→ Task to complete: Switch "shelf-audit tool" to "inventory tool" everywhere it occurs in the records below, and write out all the records again with nothing else changed.

(Pointing records)
[BEGIN]

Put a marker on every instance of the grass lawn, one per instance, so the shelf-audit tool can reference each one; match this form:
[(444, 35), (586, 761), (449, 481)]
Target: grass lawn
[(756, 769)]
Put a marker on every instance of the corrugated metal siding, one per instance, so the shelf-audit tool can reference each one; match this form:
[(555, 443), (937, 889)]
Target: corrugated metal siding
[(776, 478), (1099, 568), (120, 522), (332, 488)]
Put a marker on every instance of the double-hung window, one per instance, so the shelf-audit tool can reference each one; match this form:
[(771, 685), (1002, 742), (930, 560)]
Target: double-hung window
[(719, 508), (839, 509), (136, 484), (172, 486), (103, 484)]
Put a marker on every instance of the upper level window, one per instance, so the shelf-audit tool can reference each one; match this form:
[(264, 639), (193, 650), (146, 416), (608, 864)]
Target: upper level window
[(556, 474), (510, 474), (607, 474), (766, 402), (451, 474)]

[END]

→ Response to the exercise:
Put a marker on every instance of the grass lawn, one per instance, so the inventory tool can reference each one; match this form:
[(444, 35), (586, 761), (449, 481)]
Target: grass lawn
[(756, 769)]
Put a marker on every instance of the corrugated metal siding, one per instance, so the inventory tool can reference each one; match this form:
[(555, 443), (937, 889)]
Target: corrugated metal siding
[(776, 478), (1099, 568), (120, 522), (332, 488)]
Put a marker on every instance of the double-hung window, one per instance, so the inventory tool can reference each one; match this form:
[(771, 685), (1002, 742), (930, 560)]
Target: double-hung window
[(719, 508), (839, 509), (136, 484), (172, 486), (103, 484)]
Put a marker on every instance of the upper level window, one per instance, so the inventory tool can reference each one; match this form:
[(264, 639), (193, 650), (146, 416), (608, 864)]
Target: upper level window
[(556, 474), (510, 474), (607, 474), (766, 402), (451, 474)]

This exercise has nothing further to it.